Quoted text —
####

Bamburgh is a beguilingly beautiful village on the Northumberland coast some 16 miles south-east of Berwick-upon-Tweed. To its north the coast is deeply indented by the broad Budle Bay, while offshore to the north-east are the Farne Islands, normally reached from Seahouses, three miles down the coast. No reference to the wider seascape would be complete without noting that views to the north include the Holy Island of Lindisfarne, whose largely flat landscape is interrupted by the rock on which its castle is built.
But for most visitors, the distant views are only of secondary interest when arriving in Bamburgh. Without doubt the village's most outstanding feature is the magnificent Bamburgh Castle, covering eight acres of the top of a 180ft high rocky outcrop that lies between the village and the dunes and beach beyond. Bamburgh Castle is justifiably very popular with visitors, and when combined with the beauty of the village itself and its other attractions, this means that Bamburgh can become a very busy place indeed. To see it as relatively empty as it appears in the images on this page, you need to visit on a weekday outside the school holidays.
Bamburgh Castle has its own visitors' car park, and there is another large car park provided almost opposite the castle on the south-west side of the road leaving the village towards Seahouses, for those wishing to explore the village and the coast. This sadly doesn't stop people parking along one side of the main road running through Bamburgh, which at times can give the village a slightly overrun feel.

####

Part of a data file
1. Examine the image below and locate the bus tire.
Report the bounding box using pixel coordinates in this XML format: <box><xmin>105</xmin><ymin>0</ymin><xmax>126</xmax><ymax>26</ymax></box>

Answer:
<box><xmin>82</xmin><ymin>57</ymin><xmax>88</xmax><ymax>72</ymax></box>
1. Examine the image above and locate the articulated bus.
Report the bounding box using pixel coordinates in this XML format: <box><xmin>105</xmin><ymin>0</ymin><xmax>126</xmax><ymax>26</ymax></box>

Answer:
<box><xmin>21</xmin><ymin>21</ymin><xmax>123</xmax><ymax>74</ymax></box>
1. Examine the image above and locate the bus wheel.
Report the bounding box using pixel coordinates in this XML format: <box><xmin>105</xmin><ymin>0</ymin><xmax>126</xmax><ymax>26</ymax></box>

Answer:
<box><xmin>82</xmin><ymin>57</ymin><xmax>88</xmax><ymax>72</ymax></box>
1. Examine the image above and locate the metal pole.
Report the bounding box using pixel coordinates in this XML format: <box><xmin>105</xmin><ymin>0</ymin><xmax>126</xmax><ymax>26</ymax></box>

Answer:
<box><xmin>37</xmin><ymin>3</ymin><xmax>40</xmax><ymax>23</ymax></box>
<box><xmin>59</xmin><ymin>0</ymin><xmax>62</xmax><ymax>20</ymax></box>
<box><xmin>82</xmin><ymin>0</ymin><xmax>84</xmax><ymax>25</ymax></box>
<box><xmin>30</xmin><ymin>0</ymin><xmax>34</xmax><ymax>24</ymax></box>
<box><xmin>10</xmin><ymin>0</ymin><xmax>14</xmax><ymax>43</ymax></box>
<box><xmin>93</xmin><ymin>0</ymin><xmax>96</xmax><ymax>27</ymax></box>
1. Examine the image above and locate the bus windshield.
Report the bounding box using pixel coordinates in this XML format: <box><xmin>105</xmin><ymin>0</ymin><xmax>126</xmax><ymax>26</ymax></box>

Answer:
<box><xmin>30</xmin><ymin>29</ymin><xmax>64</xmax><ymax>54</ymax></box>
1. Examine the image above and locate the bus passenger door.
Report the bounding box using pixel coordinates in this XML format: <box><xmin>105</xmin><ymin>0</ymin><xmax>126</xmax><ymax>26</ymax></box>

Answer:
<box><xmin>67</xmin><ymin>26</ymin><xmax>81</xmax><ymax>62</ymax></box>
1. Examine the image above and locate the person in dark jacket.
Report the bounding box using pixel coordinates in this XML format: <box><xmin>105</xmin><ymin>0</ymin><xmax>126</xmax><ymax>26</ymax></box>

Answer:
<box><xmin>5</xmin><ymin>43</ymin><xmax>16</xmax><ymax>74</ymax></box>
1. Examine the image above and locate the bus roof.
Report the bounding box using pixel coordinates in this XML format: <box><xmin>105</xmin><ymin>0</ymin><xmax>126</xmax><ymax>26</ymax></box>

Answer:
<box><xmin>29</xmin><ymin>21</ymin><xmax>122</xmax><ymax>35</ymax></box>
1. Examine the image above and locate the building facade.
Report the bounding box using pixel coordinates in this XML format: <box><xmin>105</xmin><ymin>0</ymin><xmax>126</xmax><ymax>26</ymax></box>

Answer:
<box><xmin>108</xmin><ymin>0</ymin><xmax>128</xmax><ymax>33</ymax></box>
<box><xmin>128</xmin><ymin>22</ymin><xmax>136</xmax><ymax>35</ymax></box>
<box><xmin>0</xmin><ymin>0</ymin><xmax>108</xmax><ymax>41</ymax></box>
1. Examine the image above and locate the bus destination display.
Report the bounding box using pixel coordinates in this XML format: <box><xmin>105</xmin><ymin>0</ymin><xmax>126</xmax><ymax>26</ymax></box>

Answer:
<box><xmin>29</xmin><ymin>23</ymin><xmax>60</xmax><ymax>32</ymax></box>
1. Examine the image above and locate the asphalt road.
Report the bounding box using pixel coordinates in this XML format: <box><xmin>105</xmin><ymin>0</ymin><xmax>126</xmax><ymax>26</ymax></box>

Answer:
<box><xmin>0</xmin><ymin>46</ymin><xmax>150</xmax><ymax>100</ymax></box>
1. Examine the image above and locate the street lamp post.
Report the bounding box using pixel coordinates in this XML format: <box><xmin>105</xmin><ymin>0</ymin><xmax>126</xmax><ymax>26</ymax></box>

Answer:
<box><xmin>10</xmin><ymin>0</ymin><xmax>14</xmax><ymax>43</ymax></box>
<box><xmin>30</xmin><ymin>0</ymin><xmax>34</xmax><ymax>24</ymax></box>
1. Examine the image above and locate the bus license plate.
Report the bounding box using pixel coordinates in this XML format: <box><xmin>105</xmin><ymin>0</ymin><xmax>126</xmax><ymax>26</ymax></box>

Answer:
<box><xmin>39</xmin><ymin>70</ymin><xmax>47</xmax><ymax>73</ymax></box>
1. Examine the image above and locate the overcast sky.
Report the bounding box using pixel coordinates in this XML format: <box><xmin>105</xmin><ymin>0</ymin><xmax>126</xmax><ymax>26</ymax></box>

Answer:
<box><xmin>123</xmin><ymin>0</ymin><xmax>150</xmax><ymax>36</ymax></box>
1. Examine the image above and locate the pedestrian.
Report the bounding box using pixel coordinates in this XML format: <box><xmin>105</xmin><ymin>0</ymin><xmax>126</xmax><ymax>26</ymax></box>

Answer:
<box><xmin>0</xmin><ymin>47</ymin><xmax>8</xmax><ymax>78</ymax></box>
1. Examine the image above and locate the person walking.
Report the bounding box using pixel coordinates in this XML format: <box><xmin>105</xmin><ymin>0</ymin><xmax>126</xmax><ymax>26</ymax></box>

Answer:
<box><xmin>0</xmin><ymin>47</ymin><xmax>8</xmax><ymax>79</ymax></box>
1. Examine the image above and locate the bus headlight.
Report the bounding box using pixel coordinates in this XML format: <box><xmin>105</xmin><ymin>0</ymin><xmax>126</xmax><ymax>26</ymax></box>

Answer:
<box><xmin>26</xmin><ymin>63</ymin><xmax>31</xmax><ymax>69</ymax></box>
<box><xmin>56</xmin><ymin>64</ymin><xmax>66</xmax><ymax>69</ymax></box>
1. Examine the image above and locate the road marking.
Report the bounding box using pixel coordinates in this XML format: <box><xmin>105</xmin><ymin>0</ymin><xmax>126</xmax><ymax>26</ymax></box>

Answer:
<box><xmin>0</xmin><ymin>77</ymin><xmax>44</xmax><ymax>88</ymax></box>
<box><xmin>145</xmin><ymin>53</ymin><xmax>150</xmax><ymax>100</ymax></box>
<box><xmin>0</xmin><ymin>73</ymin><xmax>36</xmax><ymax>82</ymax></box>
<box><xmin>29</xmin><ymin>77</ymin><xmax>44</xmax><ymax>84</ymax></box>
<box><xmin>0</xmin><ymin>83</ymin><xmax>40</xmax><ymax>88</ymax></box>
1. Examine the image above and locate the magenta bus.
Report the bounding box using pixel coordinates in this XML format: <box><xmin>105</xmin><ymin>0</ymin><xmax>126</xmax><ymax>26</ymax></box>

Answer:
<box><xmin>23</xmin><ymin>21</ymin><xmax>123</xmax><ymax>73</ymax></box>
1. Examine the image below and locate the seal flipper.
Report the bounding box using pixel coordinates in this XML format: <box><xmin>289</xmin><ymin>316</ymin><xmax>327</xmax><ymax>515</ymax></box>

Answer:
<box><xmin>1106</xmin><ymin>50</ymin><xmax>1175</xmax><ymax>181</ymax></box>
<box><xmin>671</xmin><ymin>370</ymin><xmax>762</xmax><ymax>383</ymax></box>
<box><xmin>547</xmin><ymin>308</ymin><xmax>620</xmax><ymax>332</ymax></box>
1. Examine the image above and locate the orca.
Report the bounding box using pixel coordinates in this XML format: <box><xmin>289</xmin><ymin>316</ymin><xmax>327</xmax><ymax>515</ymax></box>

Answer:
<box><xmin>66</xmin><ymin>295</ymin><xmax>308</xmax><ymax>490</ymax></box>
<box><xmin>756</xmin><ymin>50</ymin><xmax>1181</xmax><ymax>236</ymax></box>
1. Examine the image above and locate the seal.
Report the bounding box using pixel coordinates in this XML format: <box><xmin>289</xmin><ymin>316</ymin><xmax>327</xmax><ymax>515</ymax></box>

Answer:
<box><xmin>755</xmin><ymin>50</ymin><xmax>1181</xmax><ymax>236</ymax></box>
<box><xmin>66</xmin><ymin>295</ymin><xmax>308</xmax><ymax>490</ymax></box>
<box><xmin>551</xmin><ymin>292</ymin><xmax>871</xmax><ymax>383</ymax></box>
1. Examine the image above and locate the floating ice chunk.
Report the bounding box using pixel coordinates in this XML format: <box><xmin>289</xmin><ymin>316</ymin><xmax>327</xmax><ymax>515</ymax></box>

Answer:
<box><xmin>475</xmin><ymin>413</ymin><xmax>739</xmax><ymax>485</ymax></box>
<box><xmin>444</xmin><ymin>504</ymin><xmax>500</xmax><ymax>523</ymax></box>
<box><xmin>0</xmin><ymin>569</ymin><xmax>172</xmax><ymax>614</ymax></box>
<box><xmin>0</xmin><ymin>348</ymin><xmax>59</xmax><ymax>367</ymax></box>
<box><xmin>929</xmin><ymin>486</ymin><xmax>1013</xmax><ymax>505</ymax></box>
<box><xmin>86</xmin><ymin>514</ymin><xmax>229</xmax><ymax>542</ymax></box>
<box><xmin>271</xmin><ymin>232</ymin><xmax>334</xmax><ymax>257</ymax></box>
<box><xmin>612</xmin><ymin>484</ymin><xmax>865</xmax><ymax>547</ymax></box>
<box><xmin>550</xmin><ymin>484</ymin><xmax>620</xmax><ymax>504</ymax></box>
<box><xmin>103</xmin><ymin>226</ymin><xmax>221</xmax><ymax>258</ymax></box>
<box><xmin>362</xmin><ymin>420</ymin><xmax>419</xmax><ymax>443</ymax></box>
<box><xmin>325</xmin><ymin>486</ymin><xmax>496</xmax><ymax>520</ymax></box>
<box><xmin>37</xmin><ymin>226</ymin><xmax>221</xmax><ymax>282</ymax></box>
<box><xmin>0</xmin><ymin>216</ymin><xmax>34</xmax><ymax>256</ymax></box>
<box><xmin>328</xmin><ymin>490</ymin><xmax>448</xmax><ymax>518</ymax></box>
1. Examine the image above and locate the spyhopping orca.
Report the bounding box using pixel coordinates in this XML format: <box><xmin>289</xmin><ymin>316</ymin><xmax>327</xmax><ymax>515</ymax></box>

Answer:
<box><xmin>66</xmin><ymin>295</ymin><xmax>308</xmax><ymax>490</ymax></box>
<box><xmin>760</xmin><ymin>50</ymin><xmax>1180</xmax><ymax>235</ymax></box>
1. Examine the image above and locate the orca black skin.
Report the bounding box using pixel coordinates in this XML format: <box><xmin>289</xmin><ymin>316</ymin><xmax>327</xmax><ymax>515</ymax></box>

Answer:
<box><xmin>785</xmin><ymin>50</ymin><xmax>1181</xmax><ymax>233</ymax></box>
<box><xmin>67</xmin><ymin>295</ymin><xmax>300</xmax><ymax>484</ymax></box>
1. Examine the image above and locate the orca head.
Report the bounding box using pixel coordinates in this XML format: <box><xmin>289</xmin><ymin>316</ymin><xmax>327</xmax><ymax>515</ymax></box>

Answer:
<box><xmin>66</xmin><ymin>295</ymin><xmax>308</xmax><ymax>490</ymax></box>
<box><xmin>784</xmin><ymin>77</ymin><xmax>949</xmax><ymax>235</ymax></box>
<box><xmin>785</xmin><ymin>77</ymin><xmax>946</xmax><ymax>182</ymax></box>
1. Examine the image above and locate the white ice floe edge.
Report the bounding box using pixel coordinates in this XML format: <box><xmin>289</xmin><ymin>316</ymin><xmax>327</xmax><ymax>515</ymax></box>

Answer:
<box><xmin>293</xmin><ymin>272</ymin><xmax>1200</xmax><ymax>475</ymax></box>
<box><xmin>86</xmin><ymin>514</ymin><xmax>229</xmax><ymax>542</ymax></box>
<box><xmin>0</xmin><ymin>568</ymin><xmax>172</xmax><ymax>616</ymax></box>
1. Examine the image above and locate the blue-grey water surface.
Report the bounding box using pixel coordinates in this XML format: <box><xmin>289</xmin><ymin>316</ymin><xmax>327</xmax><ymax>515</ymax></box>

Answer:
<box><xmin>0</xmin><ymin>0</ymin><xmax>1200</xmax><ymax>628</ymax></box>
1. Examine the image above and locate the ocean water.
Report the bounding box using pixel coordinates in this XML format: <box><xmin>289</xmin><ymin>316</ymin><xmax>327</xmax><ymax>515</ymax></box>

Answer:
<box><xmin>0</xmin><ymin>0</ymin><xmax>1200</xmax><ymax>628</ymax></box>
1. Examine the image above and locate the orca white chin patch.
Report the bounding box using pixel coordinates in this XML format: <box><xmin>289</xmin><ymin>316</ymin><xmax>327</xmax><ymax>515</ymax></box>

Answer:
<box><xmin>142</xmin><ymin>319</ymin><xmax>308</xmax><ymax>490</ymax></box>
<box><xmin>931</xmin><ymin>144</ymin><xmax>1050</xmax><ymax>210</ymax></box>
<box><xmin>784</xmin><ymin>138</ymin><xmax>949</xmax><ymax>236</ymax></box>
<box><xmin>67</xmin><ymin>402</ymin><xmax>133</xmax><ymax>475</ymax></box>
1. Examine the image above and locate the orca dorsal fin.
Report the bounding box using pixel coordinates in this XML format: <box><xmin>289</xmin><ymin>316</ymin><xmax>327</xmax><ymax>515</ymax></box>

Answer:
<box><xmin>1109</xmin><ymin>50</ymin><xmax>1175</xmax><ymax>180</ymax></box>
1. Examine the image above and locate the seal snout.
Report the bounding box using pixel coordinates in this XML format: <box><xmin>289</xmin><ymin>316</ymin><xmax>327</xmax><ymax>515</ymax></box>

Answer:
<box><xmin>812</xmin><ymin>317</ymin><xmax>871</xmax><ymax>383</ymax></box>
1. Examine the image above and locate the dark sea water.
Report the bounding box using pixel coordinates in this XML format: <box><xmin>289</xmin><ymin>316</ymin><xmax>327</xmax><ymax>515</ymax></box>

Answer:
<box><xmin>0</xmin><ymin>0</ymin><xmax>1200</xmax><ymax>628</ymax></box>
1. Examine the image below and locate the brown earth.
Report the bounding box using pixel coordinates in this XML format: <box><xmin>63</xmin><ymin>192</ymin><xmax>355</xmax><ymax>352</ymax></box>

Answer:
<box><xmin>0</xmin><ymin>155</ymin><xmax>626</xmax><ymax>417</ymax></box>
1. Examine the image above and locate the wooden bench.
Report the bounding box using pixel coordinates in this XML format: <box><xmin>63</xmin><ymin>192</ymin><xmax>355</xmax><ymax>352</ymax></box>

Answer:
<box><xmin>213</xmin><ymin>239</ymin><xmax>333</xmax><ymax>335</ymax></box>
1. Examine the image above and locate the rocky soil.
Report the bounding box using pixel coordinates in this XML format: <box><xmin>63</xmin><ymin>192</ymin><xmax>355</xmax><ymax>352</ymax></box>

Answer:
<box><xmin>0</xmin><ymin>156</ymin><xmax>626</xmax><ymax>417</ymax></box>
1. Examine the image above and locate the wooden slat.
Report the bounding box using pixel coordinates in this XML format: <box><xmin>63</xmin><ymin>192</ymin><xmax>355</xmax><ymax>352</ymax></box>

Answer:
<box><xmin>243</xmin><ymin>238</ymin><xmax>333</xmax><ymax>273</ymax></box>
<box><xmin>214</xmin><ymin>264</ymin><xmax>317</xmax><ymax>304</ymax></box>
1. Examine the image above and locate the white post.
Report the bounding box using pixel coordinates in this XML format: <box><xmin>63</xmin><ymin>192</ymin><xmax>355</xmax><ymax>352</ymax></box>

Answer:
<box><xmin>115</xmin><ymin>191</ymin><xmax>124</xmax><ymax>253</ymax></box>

####

List of tasks —
(a) How high is the rocky outcrop that Bamburgh Castle stands on, according to the piece about Bamburgh?
(b) Carry on the piece about Bamburgh from the point where it stops.

Response list —
(a) The outcrop is 180ft high.

(b)
At the heart of Bamburgh is a triangular wooded area known as The Grove. It is difficult to believe today, but this was the site of a sandstone quarry used to provide the stone for the rebuilding of Bamburgh Castle in the closing years of the 1800s. Today it proves an interesting variant on the idea of a village green. One long side of The Grove is formed by Front Street, and the other by Church Street. Most of the village's visitor services can be found on Front Street, including the imposing Victoria Hotel at the uphill end, and the Lord Crewe Hotel opposite the foot of The Grove.
Between them are a number of shops, including The Pantry, which is a combined cafe and shop. Easily overlooked above the door onto Front Street is a small plaque noting that "Grace Horsley Darling died here on the 20th October 1842". Grace Darling is someone whose memory you encounter frequently on a visit to Bamburgh. She was born in the village on 24 November 1815. Her names lives on because of an event which took place when she was 22 years old. Grace's father, William Darling, was the keeper of the Longstone Lighthouse on one of the Farne Islands. Grace was staying in the lighthouse when, in the early hours of 7 September 1838, she saw that a ship had been driven by a storm onto one of the nearby islands, Big Harcar, and broken in two. The stern had sunk, but the bow section was still above water and was being pounded by the waves.
The ship was the paddle steamer Forfarshire, and there were some 60 people on board. Grace Darling and her father rowed 1,700 yards through the stormy seas in their 21ft coble and rescued four men and a woman, who they returned to the lighthouse. William Darling and two of the crew of the Forfarshire then returned to the wreck, and retrieved the last four survivors. Nine other survivors had managed to escape in a lifeboat and were picked up by a passing ship. 42 of the crew and passengers perished. Grace and William Darling's rescue was recognised with a number of medals and other awards, and in an era when death at sea was an ever present risk, their fame spread widely. Grace died of tuberculosis at the age of 26, in the building now occupied by The Pantry.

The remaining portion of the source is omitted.